*DOCUMENT SECTION:*
Sunday, May 27, 2012

I love him and he loves me

By C2C Sunday, September 04, 2011

I am in a committed relationship(never cheated) and I found out that I had genital herpes. My first outbreak was the worst, I went to the doctors for a schedule apt and was diagnosed with GH. I didn't beleive her until I discovered my first outbreak in the shower. I cried my heart out ran out the bathroom grabed my medication and stuffed it down my throat. My boyfriend followed me and begged me to tell him what was wrong so I told him while sobing and crying my heart out. At this point while telling him I planned to pack my things and find a new place to live because I just new he did't want me any more. Well I was wrong he confessed how much he loves me and that he wants to be with me no matter what. All the more I felt disscused and wanted to be alone instead he held me every night  and whispered soft words in my ear as I cried continuously. It's been three weeks and the hardest part is having sex with the man that I love. He spent all this money on protection; female condoms everything and promises me that he  will never look at me different, yet some how I think otherwise.  So far I've had sex twice now with him and I feel weired afterwards but he just holds me and tells me we can just wait as long as I want until I'm ready. I love this man with all of my heart I keep thinking I'm going to loose him but he keeps telling me he's not going anywhere. I tried to leave but he won't let me. How do I over come this state of feeling disscused or that I'm the walking plague? I feel that he would be better off without me. How do I enjoy sex again with the one that I love?

9/ 8/11 9:15pm

Make sure your boyfriend gets tested. Many times men are asymptomatic and unknowingly he may have given it to you. If this is the case, you don't have to worry about transfering the virus to you. Make sure to continue taking an antiviral drug in addition to what you are doing to protect him.

*ACTIVITY LIST:*
a - Duplicate the stretch of the post from "9/ 8/11 9:15pm" through "to protect him.".
b - Answer from the post:
(i) How long has it been since the diagnosis, according to the writer?
(ii) What did the boyfriend spend money on?
(iii) According to the reply, what are men many times?
c - Say whether each statement agrees with the post, quoting the words that decide it:
(i) The writer discovered the first outbreak in the shower.
(ii) The writer has had sex with the boyfriend three times so far.
(iii) The reply advises stopping the antiviral drug.
Rely on the post alone.

*DATASET RECORDS:*
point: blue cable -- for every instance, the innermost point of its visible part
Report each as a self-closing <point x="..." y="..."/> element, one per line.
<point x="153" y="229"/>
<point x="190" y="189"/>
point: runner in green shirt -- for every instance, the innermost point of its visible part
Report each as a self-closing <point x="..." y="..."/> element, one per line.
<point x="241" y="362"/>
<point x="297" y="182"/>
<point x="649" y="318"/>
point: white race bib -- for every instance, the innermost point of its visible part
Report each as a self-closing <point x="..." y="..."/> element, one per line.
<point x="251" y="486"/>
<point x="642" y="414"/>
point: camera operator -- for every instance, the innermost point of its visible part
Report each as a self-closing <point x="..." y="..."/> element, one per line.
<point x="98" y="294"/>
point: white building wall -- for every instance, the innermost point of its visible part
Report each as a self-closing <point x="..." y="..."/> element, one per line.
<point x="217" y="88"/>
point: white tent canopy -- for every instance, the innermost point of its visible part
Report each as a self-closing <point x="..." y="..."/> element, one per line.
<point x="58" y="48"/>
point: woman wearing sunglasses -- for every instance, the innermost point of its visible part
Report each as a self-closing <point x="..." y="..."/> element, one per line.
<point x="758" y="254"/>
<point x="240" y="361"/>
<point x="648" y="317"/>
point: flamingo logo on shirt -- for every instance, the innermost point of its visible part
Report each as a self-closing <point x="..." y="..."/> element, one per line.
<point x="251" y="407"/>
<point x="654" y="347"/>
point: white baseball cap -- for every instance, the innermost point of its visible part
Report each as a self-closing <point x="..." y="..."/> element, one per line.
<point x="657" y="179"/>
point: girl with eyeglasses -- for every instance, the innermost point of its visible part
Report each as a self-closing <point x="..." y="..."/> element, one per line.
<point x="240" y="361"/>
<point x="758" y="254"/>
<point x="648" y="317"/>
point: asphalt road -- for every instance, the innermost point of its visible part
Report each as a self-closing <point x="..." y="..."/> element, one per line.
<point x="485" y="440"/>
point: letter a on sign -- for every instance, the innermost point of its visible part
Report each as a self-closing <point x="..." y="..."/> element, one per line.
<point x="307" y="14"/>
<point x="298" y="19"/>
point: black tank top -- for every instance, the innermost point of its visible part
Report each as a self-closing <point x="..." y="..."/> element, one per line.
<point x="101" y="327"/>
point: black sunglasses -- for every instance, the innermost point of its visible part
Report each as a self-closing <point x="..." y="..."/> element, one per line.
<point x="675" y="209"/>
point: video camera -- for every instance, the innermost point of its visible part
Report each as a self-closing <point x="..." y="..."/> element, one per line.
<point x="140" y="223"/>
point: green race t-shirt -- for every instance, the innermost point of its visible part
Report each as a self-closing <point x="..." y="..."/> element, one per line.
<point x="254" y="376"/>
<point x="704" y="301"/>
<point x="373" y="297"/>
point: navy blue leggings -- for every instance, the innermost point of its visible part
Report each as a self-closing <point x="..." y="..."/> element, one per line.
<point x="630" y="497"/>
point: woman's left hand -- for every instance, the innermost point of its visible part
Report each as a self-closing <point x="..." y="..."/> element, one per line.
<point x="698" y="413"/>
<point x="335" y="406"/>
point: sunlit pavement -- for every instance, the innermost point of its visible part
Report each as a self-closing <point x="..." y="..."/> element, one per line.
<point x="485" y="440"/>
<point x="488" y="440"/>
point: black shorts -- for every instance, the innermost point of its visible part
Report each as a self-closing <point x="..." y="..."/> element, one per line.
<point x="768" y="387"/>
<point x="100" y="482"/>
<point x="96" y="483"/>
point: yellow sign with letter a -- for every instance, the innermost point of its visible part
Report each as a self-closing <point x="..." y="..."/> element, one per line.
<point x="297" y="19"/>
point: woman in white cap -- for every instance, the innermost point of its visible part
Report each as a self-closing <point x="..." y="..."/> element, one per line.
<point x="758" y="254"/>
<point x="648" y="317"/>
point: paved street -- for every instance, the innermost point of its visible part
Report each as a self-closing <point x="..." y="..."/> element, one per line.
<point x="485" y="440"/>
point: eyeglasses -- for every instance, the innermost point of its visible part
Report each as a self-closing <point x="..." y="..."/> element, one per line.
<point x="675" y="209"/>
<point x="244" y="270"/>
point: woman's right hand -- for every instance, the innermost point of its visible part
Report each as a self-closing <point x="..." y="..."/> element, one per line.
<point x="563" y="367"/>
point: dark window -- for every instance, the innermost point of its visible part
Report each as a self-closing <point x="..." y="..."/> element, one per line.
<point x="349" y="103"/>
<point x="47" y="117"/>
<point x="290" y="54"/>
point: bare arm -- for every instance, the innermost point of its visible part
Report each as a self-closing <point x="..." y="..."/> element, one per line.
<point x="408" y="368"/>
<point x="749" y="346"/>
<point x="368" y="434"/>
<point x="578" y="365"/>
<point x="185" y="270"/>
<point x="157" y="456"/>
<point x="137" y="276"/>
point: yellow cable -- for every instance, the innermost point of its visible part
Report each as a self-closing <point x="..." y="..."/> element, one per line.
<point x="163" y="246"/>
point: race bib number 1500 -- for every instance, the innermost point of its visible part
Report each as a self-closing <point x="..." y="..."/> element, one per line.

*ANSWERS BELOW:*
a -
9/ 8/11 9:15pm

Make sure your boyfriend gets tested. Many times men are asymptomatic and unknowingly he may have given it to you. If this is the case, you don't have to worry about transfering the virus to you. Make sure to continue taking an antiviral drug in addition to what you are doing to protect him.

b -
(i) Three weeks.
(ii) Protection, including female condoms.
(iii) Asymptomatic.

c -
(i) Yes: "I discovered my first outbreak in the shower"
(ii) No: "So far I've had sex twice now with him"
(iii) No: "Make sure to continue taking an antiviral drug"